» **Selected extract**:
---+---

How AI reasons and plans and does mental math!
Last time I wrote about how Anthropic uncovered where different ideas, and world concepts are stored inside a large language model. Well, shortly after sending the email, Anthropic released the results of a follow up research where they show how an AI actually reasons and evidence that rather just writing text one token at a time, the AI actually plans ahead.
A few highlights from their research:
Concepts like “car” or “quantum mechanics” are stored inside an AI in a multi-lingual form
Claude 3.5 for example understands many human languages, English, German, French, Chinese,… even Swahili. But when an AI learns about “cars” in different languages, does the AI hold a different concept of what a “car” is for each language? The latest research by Anthropic suggests the answer is: no. The AI stores “car” and related facts and as an abstract feature which is then combined with a specific language feature when producing text.
LLMs plan ahead when writing
Models like Claude a trained to create one token at a time, and this raises an important question: does the AI reason and plan ahead? By probing the brain of AI while it is writing poetry, the research found out that in fact, yes, the AI is planning it’s token long ahead. As an example, they took the first part of a poem:
He saw a carrot and had to grab it
then examined what the AI was thinking while generating the next sentence
He saw a carrot and had to grab it
His hunger was like a starving rabbit
Even before writing the first token the AI already internally selected “rabbit” as a good candidate to end the rhyme with. Next, the researchers decided to artificially suppress “rabbit” and found that the AI went for the next best option, “habit” and completed the rhyme to match that instead:
He saw a carrot and had to grab it
His hunger was a powerful habit
AI does mental math differently from what it claims to do
While AI has always been notoriously bad at arithmetic and math, they are slowly improving. For simple mental arithmetic such as calculating 36+59, AI is mostly correct these days and one open question was whether AI simply memorized it from training, if it actually calculates it internally or does something else entirely.

---+---

» **Data excerpts**:
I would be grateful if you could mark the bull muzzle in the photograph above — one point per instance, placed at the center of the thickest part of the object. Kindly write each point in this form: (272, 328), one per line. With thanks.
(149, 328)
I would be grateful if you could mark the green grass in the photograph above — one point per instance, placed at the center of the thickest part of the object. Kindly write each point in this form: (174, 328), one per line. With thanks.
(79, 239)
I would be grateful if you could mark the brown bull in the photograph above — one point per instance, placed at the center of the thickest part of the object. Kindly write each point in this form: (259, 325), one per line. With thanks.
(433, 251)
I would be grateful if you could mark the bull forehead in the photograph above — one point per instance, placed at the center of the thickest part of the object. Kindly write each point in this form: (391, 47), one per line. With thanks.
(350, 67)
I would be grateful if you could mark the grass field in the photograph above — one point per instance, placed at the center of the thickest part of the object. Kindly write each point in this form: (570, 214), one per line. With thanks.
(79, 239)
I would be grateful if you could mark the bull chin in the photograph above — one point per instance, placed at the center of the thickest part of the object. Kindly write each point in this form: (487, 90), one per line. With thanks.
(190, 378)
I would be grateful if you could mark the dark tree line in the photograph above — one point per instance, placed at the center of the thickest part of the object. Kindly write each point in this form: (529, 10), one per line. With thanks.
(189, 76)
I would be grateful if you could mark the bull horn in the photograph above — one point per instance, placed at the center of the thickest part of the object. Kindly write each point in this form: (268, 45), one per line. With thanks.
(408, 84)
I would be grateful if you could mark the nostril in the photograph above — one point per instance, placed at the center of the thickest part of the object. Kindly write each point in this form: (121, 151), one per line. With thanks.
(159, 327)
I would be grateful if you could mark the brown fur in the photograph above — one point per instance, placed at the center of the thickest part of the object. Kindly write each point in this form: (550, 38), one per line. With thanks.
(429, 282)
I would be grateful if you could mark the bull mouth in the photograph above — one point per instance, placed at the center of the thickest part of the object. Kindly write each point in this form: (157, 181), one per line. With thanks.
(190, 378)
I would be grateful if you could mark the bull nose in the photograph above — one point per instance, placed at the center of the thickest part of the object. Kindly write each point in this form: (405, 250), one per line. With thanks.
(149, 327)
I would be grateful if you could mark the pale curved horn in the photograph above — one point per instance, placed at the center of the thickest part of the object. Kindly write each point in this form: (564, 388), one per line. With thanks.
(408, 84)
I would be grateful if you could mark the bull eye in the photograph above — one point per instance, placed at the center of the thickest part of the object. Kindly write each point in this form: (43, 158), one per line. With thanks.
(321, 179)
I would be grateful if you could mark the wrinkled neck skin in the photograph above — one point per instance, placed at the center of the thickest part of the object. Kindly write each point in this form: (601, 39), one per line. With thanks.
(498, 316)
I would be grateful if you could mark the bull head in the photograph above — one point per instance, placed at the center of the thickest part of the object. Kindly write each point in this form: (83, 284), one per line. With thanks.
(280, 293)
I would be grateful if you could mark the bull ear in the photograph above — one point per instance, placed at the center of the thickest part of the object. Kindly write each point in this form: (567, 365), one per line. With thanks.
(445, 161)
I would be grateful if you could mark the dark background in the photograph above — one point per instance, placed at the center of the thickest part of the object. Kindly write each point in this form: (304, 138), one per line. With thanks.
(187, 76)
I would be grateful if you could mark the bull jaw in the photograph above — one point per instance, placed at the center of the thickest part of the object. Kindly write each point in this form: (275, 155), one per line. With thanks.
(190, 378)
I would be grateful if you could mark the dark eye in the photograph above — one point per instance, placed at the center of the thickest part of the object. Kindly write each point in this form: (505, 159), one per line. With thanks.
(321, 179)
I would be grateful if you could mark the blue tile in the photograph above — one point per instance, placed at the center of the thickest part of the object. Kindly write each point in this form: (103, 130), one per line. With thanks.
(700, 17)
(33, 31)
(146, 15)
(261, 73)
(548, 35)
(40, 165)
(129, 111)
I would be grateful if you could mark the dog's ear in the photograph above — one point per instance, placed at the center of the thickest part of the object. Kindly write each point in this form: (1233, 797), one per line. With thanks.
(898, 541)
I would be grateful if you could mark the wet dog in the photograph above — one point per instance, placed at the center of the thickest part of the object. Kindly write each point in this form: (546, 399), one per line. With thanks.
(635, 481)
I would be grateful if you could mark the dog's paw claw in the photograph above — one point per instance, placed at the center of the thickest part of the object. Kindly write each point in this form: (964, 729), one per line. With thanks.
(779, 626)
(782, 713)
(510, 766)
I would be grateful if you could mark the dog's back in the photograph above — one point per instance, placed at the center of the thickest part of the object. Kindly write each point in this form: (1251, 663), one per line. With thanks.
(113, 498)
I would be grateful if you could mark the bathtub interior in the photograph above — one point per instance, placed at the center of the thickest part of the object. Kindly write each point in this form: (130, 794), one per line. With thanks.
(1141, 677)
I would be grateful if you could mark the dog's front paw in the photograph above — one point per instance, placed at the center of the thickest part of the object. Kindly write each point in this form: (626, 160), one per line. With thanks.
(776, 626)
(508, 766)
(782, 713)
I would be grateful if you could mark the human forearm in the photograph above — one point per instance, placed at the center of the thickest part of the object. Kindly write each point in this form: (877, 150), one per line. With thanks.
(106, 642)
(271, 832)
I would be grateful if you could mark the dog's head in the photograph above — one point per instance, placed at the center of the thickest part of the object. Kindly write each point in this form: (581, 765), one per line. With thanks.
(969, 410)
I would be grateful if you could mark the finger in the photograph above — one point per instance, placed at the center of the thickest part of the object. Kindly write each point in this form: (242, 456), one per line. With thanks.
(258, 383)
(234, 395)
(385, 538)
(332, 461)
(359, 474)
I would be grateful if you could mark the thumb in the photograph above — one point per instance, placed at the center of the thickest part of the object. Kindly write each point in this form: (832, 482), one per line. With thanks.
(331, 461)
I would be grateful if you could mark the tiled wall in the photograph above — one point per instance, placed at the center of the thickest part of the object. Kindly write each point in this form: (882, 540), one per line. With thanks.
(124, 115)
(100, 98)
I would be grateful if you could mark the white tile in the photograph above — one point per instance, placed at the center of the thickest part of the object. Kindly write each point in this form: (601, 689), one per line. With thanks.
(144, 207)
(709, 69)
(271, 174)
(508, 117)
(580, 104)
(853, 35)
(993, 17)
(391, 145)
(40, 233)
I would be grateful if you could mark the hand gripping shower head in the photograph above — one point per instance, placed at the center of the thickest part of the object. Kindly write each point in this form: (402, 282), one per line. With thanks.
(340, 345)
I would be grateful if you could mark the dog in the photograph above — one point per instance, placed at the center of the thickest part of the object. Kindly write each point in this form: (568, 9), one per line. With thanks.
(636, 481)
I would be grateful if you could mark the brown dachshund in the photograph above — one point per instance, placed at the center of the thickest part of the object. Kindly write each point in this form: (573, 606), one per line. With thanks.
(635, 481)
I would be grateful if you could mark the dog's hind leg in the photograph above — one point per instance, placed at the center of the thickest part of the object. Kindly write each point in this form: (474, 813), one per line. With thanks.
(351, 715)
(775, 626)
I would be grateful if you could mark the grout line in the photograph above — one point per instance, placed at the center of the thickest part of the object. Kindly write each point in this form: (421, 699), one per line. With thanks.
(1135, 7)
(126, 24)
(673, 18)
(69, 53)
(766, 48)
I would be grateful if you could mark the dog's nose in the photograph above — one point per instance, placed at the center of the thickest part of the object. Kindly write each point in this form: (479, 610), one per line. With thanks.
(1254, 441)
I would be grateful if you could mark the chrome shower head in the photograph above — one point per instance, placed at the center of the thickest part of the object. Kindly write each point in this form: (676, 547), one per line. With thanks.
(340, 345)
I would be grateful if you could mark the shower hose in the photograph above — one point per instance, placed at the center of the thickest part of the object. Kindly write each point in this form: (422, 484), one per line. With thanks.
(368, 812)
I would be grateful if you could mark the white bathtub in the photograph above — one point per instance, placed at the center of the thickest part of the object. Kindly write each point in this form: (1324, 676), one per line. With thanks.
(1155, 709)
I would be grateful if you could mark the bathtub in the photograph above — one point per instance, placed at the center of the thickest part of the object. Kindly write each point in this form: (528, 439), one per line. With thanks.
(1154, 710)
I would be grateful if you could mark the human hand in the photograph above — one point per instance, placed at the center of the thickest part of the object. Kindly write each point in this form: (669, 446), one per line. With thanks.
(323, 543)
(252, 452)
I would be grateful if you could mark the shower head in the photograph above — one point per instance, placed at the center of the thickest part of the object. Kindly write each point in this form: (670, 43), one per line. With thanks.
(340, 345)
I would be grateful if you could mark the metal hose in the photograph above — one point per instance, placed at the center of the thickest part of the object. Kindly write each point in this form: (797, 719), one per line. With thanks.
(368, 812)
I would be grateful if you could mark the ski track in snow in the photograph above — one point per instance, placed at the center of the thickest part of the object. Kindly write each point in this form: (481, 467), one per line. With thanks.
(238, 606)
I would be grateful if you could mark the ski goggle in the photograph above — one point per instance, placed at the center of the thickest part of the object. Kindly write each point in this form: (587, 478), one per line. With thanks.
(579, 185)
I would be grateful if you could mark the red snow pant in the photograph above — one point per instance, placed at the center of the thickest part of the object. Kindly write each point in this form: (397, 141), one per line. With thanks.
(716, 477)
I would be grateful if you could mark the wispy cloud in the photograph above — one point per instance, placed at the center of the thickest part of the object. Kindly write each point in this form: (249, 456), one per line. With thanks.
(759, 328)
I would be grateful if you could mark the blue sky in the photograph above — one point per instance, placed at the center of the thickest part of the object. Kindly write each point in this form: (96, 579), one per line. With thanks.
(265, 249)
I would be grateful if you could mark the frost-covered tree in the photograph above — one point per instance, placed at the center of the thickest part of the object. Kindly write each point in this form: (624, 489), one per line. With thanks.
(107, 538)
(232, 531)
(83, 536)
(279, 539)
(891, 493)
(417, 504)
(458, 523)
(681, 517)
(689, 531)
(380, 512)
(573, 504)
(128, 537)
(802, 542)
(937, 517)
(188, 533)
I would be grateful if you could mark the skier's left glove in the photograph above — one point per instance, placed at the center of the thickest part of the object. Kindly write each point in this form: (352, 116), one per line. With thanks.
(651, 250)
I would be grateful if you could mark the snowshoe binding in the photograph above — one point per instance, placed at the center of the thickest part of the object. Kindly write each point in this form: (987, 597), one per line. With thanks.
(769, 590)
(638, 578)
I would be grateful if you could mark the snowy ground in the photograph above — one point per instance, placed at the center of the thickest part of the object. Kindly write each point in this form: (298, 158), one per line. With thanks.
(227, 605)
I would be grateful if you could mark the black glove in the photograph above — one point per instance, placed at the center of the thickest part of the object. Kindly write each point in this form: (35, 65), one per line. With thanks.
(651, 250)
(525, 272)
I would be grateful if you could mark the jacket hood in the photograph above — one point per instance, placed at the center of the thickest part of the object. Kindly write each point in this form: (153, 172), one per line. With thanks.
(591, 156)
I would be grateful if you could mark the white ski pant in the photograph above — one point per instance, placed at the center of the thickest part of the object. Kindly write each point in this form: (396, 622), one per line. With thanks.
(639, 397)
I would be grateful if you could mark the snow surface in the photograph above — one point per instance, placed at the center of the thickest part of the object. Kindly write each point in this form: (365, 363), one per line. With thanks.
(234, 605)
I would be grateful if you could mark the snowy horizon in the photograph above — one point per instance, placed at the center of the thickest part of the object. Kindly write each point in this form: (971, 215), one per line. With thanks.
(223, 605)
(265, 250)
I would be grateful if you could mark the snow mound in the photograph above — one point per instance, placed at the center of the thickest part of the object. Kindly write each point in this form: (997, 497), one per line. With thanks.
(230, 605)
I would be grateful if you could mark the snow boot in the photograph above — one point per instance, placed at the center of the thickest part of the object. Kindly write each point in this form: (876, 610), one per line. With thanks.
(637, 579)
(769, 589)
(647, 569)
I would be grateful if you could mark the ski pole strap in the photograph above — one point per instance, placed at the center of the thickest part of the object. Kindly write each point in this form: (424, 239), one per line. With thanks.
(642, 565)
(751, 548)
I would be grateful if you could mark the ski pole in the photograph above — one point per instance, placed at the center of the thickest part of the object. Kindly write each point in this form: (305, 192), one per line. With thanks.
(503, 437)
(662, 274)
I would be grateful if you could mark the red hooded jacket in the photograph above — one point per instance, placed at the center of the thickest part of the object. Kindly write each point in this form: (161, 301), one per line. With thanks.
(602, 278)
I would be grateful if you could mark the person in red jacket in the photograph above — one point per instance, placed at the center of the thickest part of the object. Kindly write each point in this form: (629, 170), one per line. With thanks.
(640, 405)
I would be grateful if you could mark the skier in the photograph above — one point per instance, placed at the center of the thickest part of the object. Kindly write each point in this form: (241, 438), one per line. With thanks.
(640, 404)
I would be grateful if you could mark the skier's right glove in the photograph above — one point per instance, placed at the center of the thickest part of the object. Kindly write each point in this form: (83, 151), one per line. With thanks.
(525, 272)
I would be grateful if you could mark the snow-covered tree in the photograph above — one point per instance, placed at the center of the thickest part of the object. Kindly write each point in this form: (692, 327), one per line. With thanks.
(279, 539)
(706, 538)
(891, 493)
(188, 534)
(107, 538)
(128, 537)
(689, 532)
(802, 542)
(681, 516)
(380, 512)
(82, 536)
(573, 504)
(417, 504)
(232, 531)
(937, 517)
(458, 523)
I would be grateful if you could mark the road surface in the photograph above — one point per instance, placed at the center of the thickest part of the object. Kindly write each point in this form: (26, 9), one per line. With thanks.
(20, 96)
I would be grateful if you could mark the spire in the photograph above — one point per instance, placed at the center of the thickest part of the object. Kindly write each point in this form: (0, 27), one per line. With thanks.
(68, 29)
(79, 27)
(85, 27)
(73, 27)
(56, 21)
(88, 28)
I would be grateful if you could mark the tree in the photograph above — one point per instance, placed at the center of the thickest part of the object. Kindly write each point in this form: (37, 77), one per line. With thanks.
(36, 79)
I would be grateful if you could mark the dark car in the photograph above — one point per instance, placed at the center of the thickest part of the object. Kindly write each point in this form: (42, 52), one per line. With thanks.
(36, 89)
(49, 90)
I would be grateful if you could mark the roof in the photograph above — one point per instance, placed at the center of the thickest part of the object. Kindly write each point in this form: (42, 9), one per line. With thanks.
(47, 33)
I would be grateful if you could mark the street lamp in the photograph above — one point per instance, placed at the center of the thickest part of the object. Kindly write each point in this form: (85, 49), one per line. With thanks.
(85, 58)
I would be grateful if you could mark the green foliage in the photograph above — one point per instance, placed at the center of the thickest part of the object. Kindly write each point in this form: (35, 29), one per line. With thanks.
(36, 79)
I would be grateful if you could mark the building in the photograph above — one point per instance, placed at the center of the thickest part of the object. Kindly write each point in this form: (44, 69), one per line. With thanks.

---+---

» **Questions to answer**:
1. In the post on how AI reasons, which word did the AI use to finish the rhyme after researchers suppressed "rabbit"?
2. In the post on how AI reasons, rewrite the paragraph beginning "Claude 3.5 for example understands" in two or three shorter sentences, keeping its main facts.
3. Return the passage of the post on how AI reasons from "How AI reasons" up to and including "actually plans ahead.", word for word.

» **List of solutions**:
1. "Habit."

2. Claude 3.5 understands many human languages, such as English, German, French, Chinese and even Swahili. Anthropic's latest research suggests that the AI does not hold a separate concept of "car" for each language. Instead, it stores "car" and related facts as an abstract feature, which it combines with a specific language feature when producing text.

3.
How AI reasons and plans and does mental math!
Last time I wrote about how Anthropic uncovered where different ideas, and world concepts are stored inside a large language model. Well, shortly after sending the email, Anthropic released the results of a follow up research where they show how an AI actually reasons and evidence that rather just writing text one token at a time, the AI actually plans ahead.